» Your task
Copy out the data below line for line, keeping every character the same.

» Data records
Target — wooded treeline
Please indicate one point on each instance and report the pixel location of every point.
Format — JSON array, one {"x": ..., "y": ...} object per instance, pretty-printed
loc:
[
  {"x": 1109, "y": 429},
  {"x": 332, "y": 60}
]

» The completed task
Target — wooded treeline
Please indicate one point on each instance and report the pixel location of every point.
Format — JSON array, one {"x": ..., "y": ...} object per instance, pretty-printed
loc:
[
  {"x": 1109, "y": 429},
  {"x": 332, "y": 60}
]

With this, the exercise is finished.